* _Your objective_: Please recast the lines below as a JSON list of strings, one string per line, omitting blank lines and leaving the picture out.

------------

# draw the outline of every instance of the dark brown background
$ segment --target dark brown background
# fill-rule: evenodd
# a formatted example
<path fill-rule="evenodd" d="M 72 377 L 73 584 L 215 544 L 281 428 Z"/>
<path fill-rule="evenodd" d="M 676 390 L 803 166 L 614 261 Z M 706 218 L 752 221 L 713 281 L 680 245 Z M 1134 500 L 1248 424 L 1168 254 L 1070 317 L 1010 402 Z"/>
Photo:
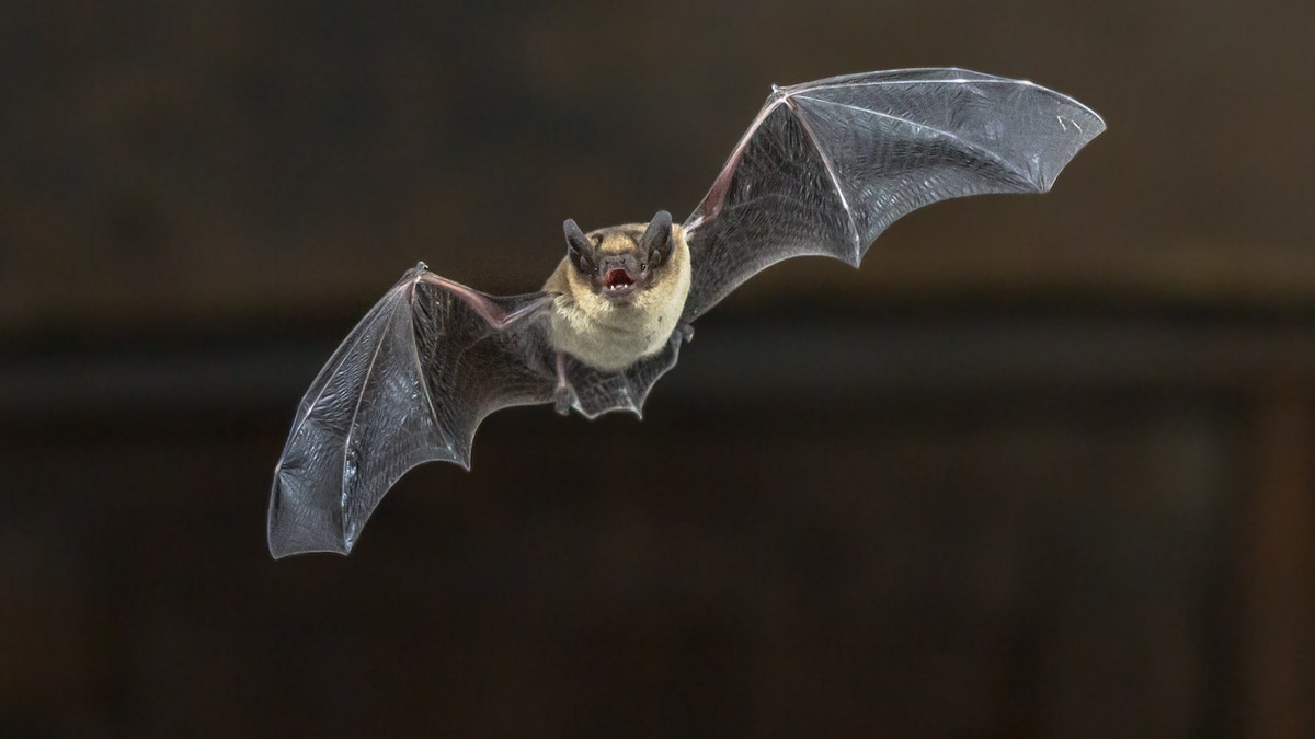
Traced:
<path fill-rule="evenodd" d="M 1315 735 L 1308 3 L 0 9 L 0 734 Z M 769 83 L 957 64 L 1110 130 L 496 416 L 272 561 L 300 393 L 418 259 L 688 213 Z M 571 481 L 563 481 L 571 471 Z"/>

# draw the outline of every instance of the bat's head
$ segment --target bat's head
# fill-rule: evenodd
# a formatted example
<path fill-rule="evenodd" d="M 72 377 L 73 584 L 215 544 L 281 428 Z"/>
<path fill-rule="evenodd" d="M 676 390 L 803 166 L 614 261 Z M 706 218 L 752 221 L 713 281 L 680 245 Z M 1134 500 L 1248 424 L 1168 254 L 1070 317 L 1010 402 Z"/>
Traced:
<path fill-rule="evenodd" d="M 563 224 L 567 259 L 579 280 L 613 304 L 623 305 L 654 287 L 671 260 L 671 213 L 659 210 L 644 224 L 627 224 L 585 234 L 573 220 Z"/>

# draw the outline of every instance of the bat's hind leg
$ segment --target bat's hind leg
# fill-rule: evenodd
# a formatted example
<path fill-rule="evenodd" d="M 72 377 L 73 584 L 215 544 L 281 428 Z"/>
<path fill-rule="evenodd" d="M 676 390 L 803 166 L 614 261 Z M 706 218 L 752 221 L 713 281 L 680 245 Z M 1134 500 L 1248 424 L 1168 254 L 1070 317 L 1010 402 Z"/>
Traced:
<path fill-rule="evenodd" d="M 558 352 L 558 387 L 552 391 L 552 400 L 558 413 L 562 416 L 571 413 L 571 405 L 575 402 L 575 387 L 571 385 L 571 380 L 567 380 L 567 355 L 562 351 Z"/>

------------

* _Final result_:
[
  "# draw the outline of every instance of the dark brown background",
  "$ segment --target dark brown background",
  "# fill-rule: evenodd",
  "# a formatted example",
  "<path fill-rule=\"evenodd\" d=\"M 72 377 L 73 584 L 215 544 L 281 428 Z\"/>",
  "<path fill-rule=\"evenodd\" d=\"M 676 390 L 803 166 L 614 261 Z M 706 218 L 752 221 L 713 281 L 680 245 Z M 1134 500 L 1248 424 L 1168 254 L 1070 317 L 1010 402 Z\"/>",
  "Photo:",
  "Traced:",
  "<path fill-rule=\"evenodd\" d=\"M 1315 735 L 1308 3 L 0 9 L 0 734 Z M 769 83 L 957 64 L 1110 130 L 496 416 L 272 561 L 300 393 L 418 259 L 688 213 Z M 571 481 L 563 481 L 571 471 Z\"/>",
  "# draw the outline of every instance of the bat's head",
  "$ segment --target bat's head",
  "# fill-rule: evenodd",
  "# a formatted example",
  "<path fill-rule=\"evenodd\" d=\"M 72 377 L 73 584 L 215 544 L 281 428 Z\"/>",
  "<path fill-rule=\"evenodd\" d=\"M 676 390 L 803 166 L 614 261 Z M 706 218 L 752 221 L 713 281 L 680 245 Z M 1134 500 L 1248 424 L 1168 254 L 1070 317 L 1010 402 Z\"/>",
  "Traced:",
  "<path fill-rule=\"evenodd\" d=\"M 563 224 L 567 259 L 579 280 L 613 304 L 623 305 L 654 287 L 671 260 L 671 213 L 659 210 L 644 224 L 627 224 L 585 234 L 573 220 Z\"/>",
  "# draw the outline of every instance of the bat's hind leg",
  "$ segment --target bat's hind leg",
  "# fill-rule: evenodd",
  "# a formatted example",
  "<path fill-rule=\"evenodd\" d=\"M 72 377 L 73 584 L 215 544 L 281 428 Z\"/>",
  "<path fill-rule=\"evenodd\" d=\"M 676 390 L 803 166 L 614 261 Z M 706 218 L 752 221 L 713 281 L 680 245 Z M 1134 500 L 1248 424 L 1168 254 L 1070 317 L 1010 402 Z\"/>",
  "Traced:",
  "<path fill-rule=\"evenodd\" d=\"M 558 352 L 558 387 L 552 391 L 552 400 L 558 413 L 562 416 L 571 413 L 571 405 L 575 402 L 575 387 L 571 385 L 571 380 L 567 380 L 567 355 L 562 351 Z\"/>"
]